TASK PROMPT = Rewrite every line of the records below as a numbered list, skipping blank lines and leaving the picture out.

SUPPLIED ENTRIES =
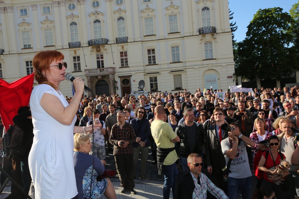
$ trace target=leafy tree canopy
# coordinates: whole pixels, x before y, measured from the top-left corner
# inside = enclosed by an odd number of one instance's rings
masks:
[[[238,44],[237,74],[280,79],[293,71],[297,55],[290,47],[293,38],[287,31],[293,22],[280,8],[259,10],[247,27],[246,37]]]

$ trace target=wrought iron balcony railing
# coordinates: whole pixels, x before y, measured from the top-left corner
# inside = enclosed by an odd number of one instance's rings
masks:
[[[86,76],[98,76],[115,74],[115,67],[107,67],[85,70]]]
[[[88,41],[88,45],[102,45],[103,44],[108,44],[108,39],[102,38],[101,39],[90,39]]]
[[[203,27],[198,29],[199,34],[207,33],[216,33],[216,28],[215,26]]]
[[[81,46],[81,43],[80,42],[69,42],[68,43],[68,47],[70,48],[79,48]]]
[[[116,38],[116,43],[117,44],[119,44],[120,43],[127,43],[127,37]]]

EXERCISE RESPONSE =
1. $ trace target=leafy tree canopy
2. # coordinates: whole pixels, x before y, measured from the top-left corner
3. # inside = enclosed by an odd number of one instance's rings
4. masks:
5. [[[238,44],[237,74],[280,79],[293,71],[297,55],[290,47],[293,38],[287,31],[293,22],[280,8],[259,10],[247,27],[246,37]]]
6. $ trace target=wrought iron balcony railing
7. # coordinates: whole pixels, x before y, measured from the top-left corner
8. # inside = enclosed by an odd number of one instance's rings
9. masks:
10. [[[86,76],[98,76],[115,74],[115,67],[107,67],[85,70]]]
11. [[[88,41],[88,45],[102,45],[103,44],[108,44],[108,39],[102,38],[101,39],[90,39]]]
12. [[[203,27],[198,29],[199,34],[207,33],[216,33],[216,28],[215,26]]]
13. [[[81,46],[81,43],[80,42],[69,42],[68,43],[68,47],[70,48],[79,48]]]
14. [[[116,38],[116,43],[117,44],[119,44],[120,43],[127,43],[127,37]]]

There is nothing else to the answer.